## Exercise instructions
Please return the forum thread about getting word suffix n-grams with CountVectorizer, reproducing all of it word for word.

=== Supplied text ===

I am trying to get 1,2,3 gram suffix for a word and use them as features in my model.
Example,
word = "Apple"
1 gram suffix = 'e'
2 gram suffix = 'le'
3 gram suffix = 'ple'
I have used CountVectorizer
in sklearn with ngram_range=(1,3)
but that gives all the n grams. I just need the n gram suffixes.
How can I do that?
Also, I'm new to NLP and have no clue how to use these n grams as features in my ML model. How can I convert these "string" n-gram features to some sort of numeric representation so that I can use them in my model.
Can someone please help me out?
Yo can define a custom analyzer
to define how the features are obtained from the input. For your case, a simple lambda function to obtain the suffixes from a word will suffice:
from sklearn.feature_extraction.text import CountVectorizer
word = ["Orange","Apple", "I"]
n=3
vect = CountVectorizer(analyzer=lambda x: (x[-i-1:] for i in range(0,min(n,len(x)))))
mat = vect.fit_transform(word).todense()
Now if we construct a dataframe from the resulting vectorized matrix:
pd.DataFrame(mat, columns=vect.get_feature_names())
I e ge le nge ple
0 0 1 1 0 1 0
1 0 1 0 1 0 1
2 1 0 0 0 0 0

=== Extracted entries ===

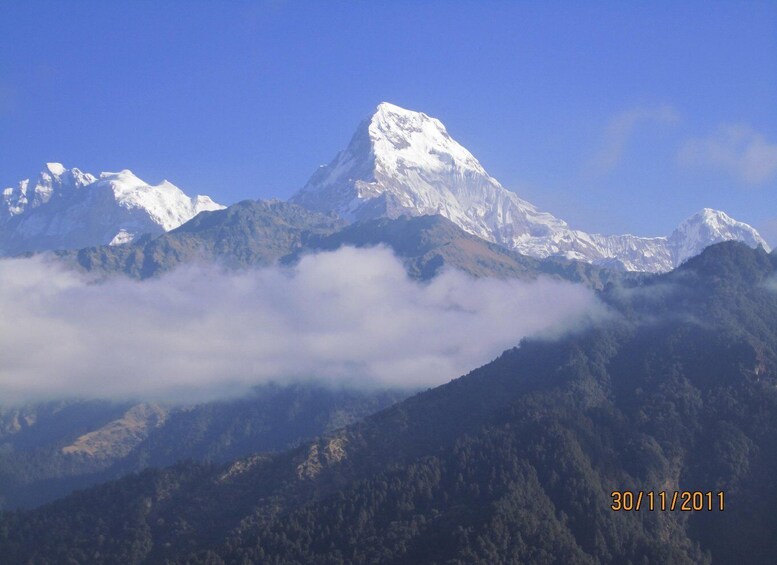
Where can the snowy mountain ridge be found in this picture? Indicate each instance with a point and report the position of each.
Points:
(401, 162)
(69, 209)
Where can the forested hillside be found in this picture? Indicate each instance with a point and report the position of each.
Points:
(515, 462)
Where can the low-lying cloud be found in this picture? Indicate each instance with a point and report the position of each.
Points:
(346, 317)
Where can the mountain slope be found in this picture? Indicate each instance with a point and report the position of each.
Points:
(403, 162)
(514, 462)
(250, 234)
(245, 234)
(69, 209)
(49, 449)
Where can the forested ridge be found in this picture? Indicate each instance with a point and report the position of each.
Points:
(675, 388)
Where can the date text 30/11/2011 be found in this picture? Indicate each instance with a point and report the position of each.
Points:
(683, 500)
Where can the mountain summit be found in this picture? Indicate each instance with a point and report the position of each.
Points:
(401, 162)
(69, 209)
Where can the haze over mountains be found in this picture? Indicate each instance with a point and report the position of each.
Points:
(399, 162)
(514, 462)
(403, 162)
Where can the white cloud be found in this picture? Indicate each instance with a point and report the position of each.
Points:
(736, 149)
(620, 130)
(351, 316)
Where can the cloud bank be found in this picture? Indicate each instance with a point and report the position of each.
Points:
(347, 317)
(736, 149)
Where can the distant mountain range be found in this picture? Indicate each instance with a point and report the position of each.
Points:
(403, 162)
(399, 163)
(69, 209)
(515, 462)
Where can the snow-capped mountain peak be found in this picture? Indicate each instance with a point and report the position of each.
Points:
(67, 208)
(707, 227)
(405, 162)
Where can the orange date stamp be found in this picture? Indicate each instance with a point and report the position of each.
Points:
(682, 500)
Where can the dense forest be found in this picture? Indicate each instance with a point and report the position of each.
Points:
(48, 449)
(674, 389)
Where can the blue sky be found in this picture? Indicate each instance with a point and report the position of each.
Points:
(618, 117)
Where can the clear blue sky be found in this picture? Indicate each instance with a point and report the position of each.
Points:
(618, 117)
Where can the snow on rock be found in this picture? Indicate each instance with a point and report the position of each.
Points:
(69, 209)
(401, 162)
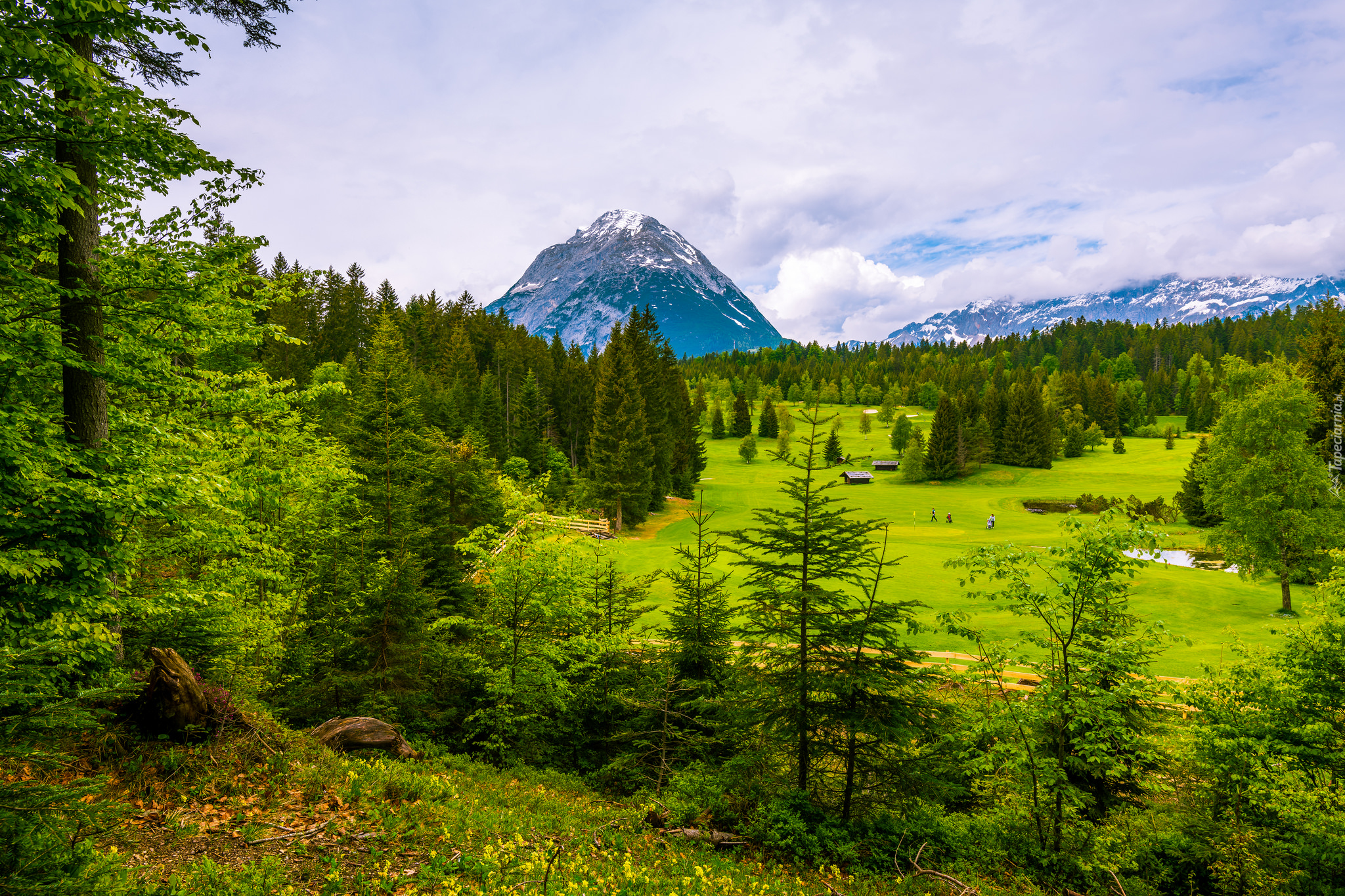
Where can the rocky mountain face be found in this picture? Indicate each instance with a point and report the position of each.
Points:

===

## Solution for this problem
I am trying to get 1,2,3 gram suffix for a word and use them as features in my model.
Example,
word = "Apple"
1 gram suffix = 'e'
2 gram suffix = 'le'
3 gram suffix = 'ple'
I have used CountVectorizer
in sklearn with ngram_range=(1,3)
but that gives all the n grams. I just need the n gram suffixes.
How can I do that?
Also, I'm new to NLP and have no clue how to use these n grams as features in my ML model. How can I convert these "string" n-gram features to some sort of numeric representation so that I can use them in my model.
Can someone please help me out?
Yo can define a custom analyzer
to define how the features are obtained from the input. For your case, a simple lambda function to obtain the suffixes from a word will suffice:
from sklearn.feature_extraction.text import CountVectorizer
word = ["Orange","Apple", "I"]
n=3
vect = CountVectorizer(analyzer=lambda x: (x[-i-1:] for i in range(0,min(n,len(x)))))
mat = vect.fit_transform(word).todense()
Now if we construct a dataframe from the resulting vectorized matrix:
pd.DataFrame(mat, columns=vect.get_feature_names())
I e ge le nge ple
0 0 1 1 0 1 0
1 0 1 0 1 0 1
2 1 0 0 0 0 0